§ **GOAL**
Count the lines of the material below that contain the string "boat". Reply with the number only.

---- WORKING DATA

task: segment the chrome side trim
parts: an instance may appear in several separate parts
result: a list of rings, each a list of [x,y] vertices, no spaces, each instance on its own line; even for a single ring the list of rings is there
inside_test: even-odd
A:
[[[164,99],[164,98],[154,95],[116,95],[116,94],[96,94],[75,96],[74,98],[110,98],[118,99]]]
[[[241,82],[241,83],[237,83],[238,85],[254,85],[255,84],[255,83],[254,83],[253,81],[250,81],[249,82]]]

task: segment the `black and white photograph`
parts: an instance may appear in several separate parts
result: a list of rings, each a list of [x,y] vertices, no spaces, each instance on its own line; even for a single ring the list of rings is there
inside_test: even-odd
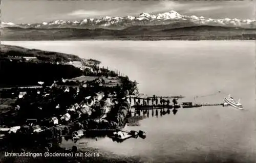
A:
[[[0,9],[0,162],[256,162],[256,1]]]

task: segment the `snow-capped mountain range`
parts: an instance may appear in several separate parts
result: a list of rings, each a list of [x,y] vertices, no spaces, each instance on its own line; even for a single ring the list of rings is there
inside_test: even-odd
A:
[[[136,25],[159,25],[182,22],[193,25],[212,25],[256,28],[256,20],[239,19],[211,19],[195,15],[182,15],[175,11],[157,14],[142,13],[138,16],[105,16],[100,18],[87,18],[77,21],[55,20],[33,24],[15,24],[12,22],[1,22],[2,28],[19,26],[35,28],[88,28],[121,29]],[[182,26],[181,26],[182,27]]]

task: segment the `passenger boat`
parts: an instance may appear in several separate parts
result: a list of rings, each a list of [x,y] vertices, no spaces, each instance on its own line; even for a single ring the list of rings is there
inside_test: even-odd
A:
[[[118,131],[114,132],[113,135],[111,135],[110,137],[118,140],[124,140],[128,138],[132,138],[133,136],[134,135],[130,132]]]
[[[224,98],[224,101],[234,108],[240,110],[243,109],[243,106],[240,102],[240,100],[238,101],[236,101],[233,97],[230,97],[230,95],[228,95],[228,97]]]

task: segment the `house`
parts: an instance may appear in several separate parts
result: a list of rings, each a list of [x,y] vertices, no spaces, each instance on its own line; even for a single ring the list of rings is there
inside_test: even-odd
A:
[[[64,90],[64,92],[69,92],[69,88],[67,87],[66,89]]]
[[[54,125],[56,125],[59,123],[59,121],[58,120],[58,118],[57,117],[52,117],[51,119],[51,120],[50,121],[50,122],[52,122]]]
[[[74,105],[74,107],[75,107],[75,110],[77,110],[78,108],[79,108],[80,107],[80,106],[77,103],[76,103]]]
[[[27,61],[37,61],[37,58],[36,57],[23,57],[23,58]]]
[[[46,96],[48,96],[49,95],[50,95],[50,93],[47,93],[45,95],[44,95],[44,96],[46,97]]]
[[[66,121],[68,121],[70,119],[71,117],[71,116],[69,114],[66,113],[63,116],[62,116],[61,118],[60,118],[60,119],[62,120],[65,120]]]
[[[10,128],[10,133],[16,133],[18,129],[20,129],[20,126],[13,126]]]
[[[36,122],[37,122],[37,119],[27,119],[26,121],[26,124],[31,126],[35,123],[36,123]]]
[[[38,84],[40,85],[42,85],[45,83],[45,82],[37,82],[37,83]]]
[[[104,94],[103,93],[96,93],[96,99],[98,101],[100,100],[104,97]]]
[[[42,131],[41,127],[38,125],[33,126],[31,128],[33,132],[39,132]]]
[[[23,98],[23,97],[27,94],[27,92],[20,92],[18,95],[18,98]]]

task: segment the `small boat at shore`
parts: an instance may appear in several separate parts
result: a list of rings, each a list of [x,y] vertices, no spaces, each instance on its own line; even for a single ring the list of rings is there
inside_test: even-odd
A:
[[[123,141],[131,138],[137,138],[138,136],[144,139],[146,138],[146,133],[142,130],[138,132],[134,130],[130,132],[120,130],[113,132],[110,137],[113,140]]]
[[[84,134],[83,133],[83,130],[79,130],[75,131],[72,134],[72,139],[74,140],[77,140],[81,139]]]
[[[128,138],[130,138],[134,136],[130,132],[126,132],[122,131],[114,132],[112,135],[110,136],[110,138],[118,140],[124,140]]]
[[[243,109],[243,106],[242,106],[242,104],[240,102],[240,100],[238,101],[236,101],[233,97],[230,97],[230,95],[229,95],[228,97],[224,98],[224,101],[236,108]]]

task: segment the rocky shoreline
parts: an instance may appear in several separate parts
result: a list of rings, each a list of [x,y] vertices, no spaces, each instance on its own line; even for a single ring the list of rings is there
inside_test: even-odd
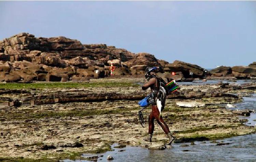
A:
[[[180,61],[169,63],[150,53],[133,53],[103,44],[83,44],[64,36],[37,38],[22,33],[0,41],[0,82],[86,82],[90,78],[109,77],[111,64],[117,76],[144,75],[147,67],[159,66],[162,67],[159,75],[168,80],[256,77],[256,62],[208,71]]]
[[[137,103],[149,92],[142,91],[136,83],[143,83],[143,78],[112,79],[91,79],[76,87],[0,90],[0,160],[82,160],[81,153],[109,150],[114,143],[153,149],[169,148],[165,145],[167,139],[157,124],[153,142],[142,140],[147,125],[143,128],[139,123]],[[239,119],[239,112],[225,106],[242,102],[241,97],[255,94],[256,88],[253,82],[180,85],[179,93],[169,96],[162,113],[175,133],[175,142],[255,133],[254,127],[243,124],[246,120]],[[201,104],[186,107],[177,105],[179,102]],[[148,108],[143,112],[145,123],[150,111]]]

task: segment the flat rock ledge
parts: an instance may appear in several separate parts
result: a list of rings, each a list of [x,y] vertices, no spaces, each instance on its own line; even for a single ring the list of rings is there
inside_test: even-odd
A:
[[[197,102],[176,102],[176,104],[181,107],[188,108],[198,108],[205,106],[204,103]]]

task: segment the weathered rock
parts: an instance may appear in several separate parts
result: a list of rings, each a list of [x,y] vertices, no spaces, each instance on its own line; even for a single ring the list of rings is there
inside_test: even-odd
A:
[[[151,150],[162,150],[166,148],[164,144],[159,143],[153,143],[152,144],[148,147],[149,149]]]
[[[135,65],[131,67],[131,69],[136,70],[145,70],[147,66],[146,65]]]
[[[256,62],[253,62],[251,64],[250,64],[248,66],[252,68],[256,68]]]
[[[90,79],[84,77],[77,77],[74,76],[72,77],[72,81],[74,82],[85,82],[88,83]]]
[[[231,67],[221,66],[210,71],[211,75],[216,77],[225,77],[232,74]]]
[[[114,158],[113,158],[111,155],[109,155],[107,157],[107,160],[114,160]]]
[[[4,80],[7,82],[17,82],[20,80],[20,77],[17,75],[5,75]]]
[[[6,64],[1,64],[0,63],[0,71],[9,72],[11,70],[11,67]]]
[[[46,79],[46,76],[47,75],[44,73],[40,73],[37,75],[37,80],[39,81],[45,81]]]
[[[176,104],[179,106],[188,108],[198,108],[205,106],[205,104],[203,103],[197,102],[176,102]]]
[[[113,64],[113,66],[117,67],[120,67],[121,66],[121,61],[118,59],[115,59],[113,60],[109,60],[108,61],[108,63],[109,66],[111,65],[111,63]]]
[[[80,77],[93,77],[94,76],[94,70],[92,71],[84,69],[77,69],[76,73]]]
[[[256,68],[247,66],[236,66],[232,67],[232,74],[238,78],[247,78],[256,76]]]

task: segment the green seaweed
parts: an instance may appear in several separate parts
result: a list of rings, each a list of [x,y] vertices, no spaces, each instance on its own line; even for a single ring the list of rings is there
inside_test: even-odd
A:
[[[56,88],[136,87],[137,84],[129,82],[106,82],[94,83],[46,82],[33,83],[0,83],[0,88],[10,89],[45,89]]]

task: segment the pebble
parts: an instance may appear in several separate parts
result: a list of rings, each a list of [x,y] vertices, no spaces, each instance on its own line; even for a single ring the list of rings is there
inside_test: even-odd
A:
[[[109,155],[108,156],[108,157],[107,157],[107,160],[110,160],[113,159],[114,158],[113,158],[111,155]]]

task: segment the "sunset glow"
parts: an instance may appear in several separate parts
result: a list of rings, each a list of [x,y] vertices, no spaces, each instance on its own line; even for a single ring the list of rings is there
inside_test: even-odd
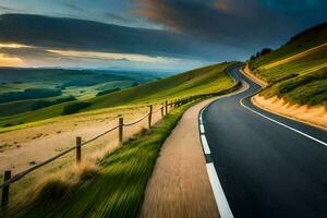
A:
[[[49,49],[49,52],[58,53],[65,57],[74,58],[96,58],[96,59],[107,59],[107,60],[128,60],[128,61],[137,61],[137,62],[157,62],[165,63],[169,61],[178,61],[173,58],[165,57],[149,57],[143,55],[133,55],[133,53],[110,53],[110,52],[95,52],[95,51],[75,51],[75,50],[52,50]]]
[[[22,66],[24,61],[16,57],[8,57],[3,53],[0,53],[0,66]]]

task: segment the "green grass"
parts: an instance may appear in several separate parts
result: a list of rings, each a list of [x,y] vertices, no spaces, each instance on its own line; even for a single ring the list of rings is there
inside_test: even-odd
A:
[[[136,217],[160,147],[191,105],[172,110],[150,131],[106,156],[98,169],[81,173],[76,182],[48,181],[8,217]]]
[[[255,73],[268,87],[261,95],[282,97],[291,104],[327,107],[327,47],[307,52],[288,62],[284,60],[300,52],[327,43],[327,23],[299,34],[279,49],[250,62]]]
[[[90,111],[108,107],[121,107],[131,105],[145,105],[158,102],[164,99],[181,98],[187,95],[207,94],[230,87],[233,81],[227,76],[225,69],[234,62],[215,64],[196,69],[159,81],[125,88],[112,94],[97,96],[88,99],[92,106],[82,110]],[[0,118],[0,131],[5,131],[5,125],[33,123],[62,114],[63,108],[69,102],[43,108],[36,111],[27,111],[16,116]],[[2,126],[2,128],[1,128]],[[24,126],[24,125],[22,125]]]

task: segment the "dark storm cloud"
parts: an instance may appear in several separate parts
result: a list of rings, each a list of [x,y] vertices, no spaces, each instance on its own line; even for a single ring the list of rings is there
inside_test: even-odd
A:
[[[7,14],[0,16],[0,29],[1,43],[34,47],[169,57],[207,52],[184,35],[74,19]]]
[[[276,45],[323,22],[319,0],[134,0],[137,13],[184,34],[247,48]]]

--------

§ **EXERCISE SOLUTION**
2